### Data to use
_____

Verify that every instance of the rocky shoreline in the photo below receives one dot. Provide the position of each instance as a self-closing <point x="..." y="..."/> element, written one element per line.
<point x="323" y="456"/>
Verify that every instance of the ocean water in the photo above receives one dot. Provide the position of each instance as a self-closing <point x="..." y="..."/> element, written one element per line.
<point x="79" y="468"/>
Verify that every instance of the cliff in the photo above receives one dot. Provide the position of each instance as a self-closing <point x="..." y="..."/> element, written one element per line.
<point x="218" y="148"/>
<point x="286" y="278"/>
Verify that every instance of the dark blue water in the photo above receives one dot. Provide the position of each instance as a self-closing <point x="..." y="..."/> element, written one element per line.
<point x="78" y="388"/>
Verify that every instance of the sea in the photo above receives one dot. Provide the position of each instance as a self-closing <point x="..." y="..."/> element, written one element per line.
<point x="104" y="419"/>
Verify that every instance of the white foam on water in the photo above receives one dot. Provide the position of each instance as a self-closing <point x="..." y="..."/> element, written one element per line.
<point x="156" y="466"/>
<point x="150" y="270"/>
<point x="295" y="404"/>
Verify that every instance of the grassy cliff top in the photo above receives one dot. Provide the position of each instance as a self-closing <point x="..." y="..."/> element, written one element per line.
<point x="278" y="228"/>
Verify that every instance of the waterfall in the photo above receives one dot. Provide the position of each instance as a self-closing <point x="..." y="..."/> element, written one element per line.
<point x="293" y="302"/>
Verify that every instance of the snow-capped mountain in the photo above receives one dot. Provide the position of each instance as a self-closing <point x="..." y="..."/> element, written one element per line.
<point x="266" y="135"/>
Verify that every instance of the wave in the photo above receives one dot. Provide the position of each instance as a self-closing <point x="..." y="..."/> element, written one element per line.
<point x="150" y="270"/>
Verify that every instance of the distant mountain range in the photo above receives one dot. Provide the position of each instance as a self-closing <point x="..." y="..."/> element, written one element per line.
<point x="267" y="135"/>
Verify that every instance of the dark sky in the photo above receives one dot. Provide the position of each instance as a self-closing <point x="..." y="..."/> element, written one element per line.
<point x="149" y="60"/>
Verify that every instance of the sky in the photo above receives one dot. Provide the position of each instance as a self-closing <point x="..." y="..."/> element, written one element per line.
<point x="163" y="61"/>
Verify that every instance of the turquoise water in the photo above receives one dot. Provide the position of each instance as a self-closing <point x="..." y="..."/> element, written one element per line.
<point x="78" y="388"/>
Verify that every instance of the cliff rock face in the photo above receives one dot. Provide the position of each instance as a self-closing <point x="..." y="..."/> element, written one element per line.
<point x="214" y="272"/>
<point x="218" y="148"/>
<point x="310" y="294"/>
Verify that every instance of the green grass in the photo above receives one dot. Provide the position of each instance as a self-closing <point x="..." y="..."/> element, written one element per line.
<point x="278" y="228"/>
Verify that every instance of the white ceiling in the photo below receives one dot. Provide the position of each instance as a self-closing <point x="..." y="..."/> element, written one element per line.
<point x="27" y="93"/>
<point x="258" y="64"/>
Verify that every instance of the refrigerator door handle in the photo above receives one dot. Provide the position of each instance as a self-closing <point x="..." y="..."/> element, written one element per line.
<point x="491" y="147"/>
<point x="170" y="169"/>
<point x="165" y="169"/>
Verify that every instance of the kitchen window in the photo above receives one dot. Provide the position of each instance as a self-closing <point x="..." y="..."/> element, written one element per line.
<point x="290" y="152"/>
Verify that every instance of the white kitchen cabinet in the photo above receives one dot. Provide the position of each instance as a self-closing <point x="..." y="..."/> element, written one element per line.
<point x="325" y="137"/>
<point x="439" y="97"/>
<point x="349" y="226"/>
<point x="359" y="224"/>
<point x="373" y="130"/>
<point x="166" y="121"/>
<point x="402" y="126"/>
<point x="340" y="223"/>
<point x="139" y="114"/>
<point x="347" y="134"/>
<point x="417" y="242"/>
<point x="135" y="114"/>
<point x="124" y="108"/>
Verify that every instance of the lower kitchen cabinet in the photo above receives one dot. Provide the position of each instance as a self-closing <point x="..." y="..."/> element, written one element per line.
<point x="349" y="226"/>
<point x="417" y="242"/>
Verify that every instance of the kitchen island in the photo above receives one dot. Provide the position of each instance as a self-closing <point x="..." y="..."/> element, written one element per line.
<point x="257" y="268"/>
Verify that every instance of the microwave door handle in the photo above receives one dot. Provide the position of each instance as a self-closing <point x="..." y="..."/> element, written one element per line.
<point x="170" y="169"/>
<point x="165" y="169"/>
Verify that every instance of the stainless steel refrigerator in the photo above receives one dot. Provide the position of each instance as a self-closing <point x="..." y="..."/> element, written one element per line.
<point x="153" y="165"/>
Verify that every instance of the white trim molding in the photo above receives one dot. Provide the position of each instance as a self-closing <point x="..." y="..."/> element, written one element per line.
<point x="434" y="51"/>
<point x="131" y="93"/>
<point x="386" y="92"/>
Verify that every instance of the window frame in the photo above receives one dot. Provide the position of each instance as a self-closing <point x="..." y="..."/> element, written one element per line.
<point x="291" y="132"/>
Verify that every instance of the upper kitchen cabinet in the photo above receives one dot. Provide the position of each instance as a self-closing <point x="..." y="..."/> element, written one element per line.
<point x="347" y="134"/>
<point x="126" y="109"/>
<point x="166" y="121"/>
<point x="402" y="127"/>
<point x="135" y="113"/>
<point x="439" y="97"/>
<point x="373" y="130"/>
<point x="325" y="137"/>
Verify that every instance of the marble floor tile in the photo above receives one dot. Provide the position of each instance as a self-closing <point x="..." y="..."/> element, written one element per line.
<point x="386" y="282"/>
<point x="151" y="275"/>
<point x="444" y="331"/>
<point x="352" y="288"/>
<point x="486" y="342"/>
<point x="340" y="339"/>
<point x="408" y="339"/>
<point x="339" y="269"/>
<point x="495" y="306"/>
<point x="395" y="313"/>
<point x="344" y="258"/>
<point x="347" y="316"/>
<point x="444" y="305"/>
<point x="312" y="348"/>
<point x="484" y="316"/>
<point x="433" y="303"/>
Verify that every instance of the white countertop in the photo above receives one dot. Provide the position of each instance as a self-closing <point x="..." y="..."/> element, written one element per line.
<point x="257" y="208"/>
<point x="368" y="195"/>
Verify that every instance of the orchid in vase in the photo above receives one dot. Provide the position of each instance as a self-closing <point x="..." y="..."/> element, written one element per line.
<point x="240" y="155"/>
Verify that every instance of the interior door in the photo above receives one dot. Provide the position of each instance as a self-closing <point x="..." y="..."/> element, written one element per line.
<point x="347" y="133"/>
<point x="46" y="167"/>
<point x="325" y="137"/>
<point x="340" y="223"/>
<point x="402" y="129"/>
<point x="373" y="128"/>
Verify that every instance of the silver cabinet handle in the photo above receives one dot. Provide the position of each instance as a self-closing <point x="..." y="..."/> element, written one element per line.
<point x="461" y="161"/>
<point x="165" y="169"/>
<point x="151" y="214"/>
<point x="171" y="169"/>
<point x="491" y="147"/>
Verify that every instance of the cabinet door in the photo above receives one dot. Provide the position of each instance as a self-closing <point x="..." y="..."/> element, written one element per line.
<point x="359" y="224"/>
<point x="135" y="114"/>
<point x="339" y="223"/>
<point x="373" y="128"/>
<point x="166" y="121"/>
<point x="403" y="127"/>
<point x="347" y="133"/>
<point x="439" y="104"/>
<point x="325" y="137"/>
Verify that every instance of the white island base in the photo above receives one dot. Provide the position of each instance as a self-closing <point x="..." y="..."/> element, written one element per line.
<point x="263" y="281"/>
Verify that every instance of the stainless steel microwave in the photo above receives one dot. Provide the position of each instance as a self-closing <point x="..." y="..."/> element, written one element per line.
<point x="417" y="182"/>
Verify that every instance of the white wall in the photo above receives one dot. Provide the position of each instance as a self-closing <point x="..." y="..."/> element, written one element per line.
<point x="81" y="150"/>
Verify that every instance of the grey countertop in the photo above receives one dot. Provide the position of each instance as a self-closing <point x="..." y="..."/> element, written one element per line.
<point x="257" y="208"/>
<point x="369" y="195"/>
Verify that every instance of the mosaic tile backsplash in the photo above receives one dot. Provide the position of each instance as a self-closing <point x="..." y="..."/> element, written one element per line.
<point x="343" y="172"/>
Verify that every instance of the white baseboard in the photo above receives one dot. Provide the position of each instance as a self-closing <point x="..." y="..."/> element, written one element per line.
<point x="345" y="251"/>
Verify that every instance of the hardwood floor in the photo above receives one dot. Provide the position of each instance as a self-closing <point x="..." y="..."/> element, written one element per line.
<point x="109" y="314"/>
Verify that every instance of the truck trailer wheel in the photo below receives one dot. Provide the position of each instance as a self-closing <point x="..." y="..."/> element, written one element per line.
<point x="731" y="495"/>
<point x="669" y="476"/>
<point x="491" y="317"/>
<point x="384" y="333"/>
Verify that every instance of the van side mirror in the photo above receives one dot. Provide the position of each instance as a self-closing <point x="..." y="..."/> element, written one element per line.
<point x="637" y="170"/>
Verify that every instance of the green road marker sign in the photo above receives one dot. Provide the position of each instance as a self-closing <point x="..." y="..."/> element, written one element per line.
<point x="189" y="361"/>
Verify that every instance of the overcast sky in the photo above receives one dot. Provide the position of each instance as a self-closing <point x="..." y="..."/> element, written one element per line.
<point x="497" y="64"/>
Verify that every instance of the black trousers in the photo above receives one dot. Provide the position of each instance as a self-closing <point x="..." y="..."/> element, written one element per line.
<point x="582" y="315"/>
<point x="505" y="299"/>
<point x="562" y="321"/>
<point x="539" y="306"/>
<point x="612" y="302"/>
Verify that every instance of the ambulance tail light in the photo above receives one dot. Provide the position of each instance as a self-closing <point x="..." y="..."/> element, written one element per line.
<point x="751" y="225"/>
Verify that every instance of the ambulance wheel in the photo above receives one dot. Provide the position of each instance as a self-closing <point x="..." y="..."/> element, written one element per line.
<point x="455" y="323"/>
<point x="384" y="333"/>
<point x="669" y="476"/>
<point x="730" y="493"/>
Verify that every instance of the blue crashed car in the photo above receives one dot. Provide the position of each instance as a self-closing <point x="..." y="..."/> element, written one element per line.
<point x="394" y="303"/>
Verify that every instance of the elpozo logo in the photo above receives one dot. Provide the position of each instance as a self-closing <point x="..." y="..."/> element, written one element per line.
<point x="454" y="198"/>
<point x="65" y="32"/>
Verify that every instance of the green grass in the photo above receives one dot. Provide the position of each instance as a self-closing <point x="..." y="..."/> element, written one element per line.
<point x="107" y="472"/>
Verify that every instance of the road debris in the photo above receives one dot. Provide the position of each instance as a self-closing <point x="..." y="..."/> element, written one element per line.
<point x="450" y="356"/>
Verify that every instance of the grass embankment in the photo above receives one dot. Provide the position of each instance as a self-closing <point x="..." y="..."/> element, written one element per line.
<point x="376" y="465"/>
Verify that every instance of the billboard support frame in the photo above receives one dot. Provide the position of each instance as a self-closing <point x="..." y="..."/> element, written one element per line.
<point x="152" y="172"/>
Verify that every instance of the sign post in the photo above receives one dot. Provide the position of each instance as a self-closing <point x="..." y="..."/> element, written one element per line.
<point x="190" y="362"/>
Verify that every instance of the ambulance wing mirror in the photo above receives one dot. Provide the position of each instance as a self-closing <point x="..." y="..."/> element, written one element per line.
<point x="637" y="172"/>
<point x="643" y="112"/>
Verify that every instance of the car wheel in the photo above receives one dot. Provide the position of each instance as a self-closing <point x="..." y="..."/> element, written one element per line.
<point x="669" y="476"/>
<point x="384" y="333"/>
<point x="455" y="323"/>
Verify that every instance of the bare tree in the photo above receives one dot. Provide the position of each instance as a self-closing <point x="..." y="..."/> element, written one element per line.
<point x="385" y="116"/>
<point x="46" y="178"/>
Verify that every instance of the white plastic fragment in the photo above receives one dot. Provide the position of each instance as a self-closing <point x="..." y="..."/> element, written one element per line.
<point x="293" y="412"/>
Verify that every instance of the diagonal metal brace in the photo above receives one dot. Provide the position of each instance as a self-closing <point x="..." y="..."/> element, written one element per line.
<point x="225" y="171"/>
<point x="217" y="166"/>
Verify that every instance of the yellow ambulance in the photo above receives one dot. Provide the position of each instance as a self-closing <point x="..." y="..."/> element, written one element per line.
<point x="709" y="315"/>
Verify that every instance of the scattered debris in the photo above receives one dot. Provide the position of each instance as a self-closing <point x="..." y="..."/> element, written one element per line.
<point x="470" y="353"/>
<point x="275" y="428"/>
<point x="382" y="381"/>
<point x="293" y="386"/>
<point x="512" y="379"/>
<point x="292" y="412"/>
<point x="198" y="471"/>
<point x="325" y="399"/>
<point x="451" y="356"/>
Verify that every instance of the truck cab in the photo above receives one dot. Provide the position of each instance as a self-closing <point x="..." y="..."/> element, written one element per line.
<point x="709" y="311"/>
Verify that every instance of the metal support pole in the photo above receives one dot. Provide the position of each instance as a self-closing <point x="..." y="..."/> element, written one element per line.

_____

In the records above, find the line containing "Verify that every instance of the truck cab"; please retype it and every line after it through the last line, exactly and with nothing else.

Verify that every instance of the truck cab in the photo above receives one dot. Provide the position of each instance as a self-closing <point x="..." y="..."/> element, written one element per line.
<point x="709" y="311"/>
Verify that every instance of the metal support pole in the photo above receives one dot. Provide the position of each instance as a self-closing <point x="..." y="..."/> element, written one element per line.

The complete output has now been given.